- Work to do:
Reproduce every one of the rows below word for word.

━━━━━ Data extract ━━━━━

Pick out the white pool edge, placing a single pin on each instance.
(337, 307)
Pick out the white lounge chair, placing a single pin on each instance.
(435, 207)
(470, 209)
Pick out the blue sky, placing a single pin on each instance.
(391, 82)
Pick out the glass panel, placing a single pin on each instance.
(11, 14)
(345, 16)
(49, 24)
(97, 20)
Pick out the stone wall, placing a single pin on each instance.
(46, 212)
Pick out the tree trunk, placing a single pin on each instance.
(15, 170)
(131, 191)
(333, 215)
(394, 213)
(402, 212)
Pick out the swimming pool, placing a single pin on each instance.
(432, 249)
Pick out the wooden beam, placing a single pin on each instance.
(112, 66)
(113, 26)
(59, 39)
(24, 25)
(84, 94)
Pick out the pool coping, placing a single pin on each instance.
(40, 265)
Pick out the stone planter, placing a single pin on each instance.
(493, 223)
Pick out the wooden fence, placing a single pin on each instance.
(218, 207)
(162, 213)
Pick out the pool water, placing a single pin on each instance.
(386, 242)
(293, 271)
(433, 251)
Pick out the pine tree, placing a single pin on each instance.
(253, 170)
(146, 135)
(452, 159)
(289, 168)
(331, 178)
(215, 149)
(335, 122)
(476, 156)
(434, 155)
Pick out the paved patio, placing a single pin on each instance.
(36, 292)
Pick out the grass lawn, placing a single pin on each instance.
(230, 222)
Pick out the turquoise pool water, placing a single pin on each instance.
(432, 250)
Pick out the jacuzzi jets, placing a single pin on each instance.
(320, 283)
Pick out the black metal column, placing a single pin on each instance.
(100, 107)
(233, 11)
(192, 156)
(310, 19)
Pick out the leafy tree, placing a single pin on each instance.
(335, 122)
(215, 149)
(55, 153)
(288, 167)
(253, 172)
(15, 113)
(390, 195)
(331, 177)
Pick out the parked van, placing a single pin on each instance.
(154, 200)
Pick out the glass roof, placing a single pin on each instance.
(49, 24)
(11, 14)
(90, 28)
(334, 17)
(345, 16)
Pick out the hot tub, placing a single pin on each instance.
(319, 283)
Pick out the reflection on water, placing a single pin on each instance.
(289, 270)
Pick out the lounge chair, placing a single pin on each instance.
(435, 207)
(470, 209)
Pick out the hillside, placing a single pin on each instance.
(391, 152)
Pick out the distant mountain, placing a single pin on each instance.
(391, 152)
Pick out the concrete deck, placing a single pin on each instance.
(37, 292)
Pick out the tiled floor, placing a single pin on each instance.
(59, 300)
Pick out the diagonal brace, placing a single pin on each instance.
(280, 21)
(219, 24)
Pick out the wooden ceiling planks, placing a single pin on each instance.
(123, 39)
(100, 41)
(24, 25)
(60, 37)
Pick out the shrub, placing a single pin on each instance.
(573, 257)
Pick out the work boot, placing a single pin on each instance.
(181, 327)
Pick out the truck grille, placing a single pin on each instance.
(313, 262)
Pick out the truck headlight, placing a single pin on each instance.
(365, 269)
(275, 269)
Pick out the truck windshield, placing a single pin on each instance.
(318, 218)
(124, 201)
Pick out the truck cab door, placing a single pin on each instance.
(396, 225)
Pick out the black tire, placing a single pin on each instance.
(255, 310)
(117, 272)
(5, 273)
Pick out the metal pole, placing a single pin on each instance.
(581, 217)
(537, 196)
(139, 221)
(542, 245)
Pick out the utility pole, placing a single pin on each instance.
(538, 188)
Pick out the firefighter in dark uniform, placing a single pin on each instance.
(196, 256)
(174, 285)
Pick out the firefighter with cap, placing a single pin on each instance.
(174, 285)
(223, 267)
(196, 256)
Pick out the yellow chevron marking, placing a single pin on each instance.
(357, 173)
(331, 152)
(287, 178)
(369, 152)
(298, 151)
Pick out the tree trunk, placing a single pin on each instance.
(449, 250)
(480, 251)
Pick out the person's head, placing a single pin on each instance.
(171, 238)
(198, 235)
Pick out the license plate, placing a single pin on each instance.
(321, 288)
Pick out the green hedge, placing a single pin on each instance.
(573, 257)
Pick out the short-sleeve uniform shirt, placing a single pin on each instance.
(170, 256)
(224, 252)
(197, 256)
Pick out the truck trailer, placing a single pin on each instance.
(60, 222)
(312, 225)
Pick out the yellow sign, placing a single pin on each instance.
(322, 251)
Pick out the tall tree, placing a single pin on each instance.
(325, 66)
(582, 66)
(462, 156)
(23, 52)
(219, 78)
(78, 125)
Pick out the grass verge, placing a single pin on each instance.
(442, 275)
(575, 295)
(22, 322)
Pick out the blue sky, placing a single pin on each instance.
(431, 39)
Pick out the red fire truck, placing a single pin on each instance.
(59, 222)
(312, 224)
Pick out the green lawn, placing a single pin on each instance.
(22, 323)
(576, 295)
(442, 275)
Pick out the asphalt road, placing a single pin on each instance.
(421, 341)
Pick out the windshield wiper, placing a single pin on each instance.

━━━━━

- Final answer:
Pick out the white pool edge, placing a single pin on each instance.
(337, 307)
Pick out the white lounge chair, placing a single pin on each instance.
(435, 207)
(470, 209)
Pick out the blue sky, placing a single pin on each instance.
(391, 82)
Pick out the glass panel, placing a single pin on each instance.
(11, 14)
(345, 16)
(49, 24)
(97, 20)
Pick out the stone wall, placing a single pin on each instance.
(46, 212)
Pick out the tree trunk, placing a single pin on each instance.
(15, 170)
(131, 191)
(333, 215)
(394, 213)
(402, 212)
Pick out the swimming pool, placing a single pin on each instance.
(432, 249)
Pick out the wooden beam, placing a single pin on each instance.
(112, 66)
(113, 26)
(59, 39)
(24, 25)
(84, 94)
Pick out the pool coping, placing a single pin on each instance.
(40, 265)
Pick out the stone planter, placing a single pin on each instance.
(493, 223)
Pick out the wooden fence, placing a single pin on each instance.
(218, 207)
(162, 213)
Pick out the pool water, placing a single pin on each instance.
(386, 242)
(293, 271)
(433, 251)
Pick out the pine tree, placing a single pin on each instance.
(253, 170)
(146, 135)
(452, 159)
(289, 168)
(331, 178)
(215, 149)
(335, 122)
(476, 156)
(434, 155)
Pick out the paved patio, placing a single pin on each instance.
(36, 292)
Pick out the grass lawn, placing a single pin on each instance.
(230, 222)
Pick out the turquoise pool water, placing a single pin on each instance.
(432, 250)
Pick out the jacuzzi jets, placing a single pin on each instance.
(320, 283)
Pick out the black metal column, placing a single pin on each instance.
(100, 107)
(233, 11)
(192, 156)
(310, 19)
Pick out the leafy tree, placing a single pin on each instance.
(335, 122)
(215, 149)
(55, 153)
(288, 167)
(253, 172)
(15, 113)
(390, 195)
(331, 177)
Pick out the parked van, placing a single pin on each instance.
(154, 200)
Pick out the glass roof, placing a single pin on each instance.
(49, 24)
(11, 14)
(90, 28)
(334, 17)
(345, 16)
Pick out the hot tub, placing a single pin on each instance.
(319, 283)
Pick out the reflection on water, placing a single pin on each instance.
(289, 270)
Pick out the lounge chair, placing a single pin on each instance.
(435, 207)
(470, 209)
Pick out the hillside, placing a single pin on each instance.
(391, 152)
Pick out the distant mountain, placing a single pin on each instance.
(391, 152)
Pick out the concrete deck, placing a single pin on each instance.
(37, 292)
Pick out the tiled floor, placing a single pin on each instance.
(59, 300)
Pick out the diagonal brace, placing a single pin on each instance.
(280, 21)
(219, 24)
Pick out the wooden ceiling planks, placing a single pin on each instance.
(123, 39)
(100, 41)
(24, 25)
(60, 37)
Pick out the shrub, placing a single pin on each instance.
(573, 257)
Pick out the work boot, placing a single pin on each instance.
(181, 327)
Pick out the truck grille, placing a single pin on each instance.
(313, 262)
Pick out the truck headlight, placing a single pin on each instance.
(365, 269)
(275, 269)
Pick out the truck windshield, placing a single pin on each instance.
(318, 218)
(124, 201)
Pick out the truck cab door, placing a single pin on each instance.
(396, 225)
Pick out the black tire, placing a single pin on each instance.
(255, 310)
(117, 272)
(5, 273)
Pick out the metal pole, placing a single pin on each instance.
(581, 217)
(537, 196)
(139, 221)
(542, 245)
Pick out the utility pole, placing a single pin on each instance.
(538, 188)
Pick out the firefighter in dark uniform, placing a single pin on each instance.
(196, 256)
(174, 285)
Pick out the firefighter with cap, placing a single pin on each instance.
(174, 285)
(223, 267)
(196, 256)
Pick out the yellow chevron marking, placing a single pin on each instance.
(357, 173)
(331, 152)
(287, 178)
(369, 152)
(298, 151)
Pick out the tree trunk, placing a single pin on each instance.
(449, 250)
(480, 251)
Pick out the person's head, placing a single pin on each instance.
(171, 238)
(198, 235)
Pick out the license plate, placing a single pin on each instance.
(321, 288)
Pick out the green hedge, placing a single pin on each instance.
(573, 257)
Pick out the short-sleeve uniform shirt, placing a single pin on each instance.
(170, 256)
(224, 252)
(197, 256)
Pick out the truck trailer, placing a single pin on each instance.
(60, 222)
(312, 225)
Pick out the yellow sign, placing a single pin on each instance.
(322, 251)
Pick out the tall tree, placing a single pin on each instance.
(325, 66)
(582, 66)
(462, 156)
(23, 52)
(219, 78)
(78, 125)
Pick out the grass verge, placing a single pin on each instance.
(442, 275)
(575, 295)
(22, 322)
Pick out the blue sky, placing a single pin on each instance.
(431, 39)
Pick out the red fire truck, placing a single pin on each instance.
(59, 222)
(312, 224)
Pick out the green lawn, placing a single pin on each instance.
(22, 323)
(576, 295)
(442, 275)
Pick out the asphalt road, placing a single pin on each instance.
(421, 341)
Pick out the windshield wiper, placing a single pin on each instance.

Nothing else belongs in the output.